━━━ Items

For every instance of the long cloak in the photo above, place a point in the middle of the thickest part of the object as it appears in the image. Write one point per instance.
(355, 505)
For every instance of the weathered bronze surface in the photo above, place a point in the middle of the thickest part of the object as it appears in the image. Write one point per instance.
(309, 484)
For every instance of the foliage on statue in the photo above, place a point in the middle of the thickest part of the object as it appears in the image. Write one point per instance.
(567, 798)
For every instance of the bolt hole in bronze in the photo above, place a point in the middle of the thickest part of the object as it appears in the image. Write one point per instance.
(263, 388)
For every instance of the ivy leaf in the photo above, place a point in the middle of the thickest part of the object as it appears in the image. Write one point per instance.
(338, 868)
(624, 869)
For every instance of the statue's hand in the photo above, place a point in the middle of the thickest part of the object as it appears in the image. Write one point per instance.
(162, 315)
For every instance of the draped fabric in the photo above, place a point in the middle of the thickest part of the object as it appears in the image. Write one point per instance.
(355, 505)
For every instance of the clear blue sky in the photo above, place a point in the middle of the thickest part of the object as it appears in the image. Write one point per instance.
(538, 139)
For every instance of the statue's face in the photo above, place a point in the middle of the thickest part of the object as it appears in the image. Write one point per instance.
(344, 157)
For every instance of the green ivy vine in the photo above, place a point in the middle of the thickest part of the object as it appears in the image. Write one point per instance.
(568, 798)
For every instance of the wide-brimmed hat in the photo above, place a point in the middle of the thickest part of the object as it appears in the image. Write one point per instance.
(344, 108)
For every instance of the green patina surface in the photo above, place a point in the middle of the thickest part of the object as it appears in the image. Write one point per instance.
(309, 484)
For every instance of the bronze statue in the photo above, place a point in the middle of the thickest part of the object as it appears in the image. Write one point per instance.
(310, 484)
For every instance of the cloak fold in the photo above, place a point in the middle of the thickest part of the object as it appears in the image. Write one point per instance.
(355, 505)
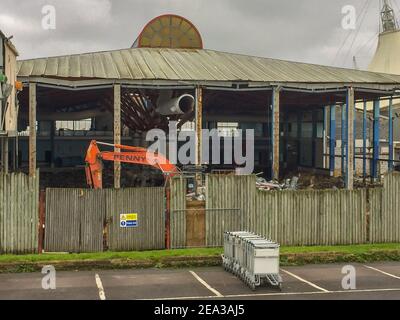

━━━━━━

### Goal of the exercise
Please identify each line in the listing above that contains the word "green" and copy those lines out in full.

### Exercise result
For every instance of the green ivy vine in the photo above, place a point in the middle of the thickest part of the object as it appears in the image. Write one point per instance.
For every instance of the green patina surface in the photo above, place a point in the middle of the thickest part of the object as it appears in the image. Write one point per instance.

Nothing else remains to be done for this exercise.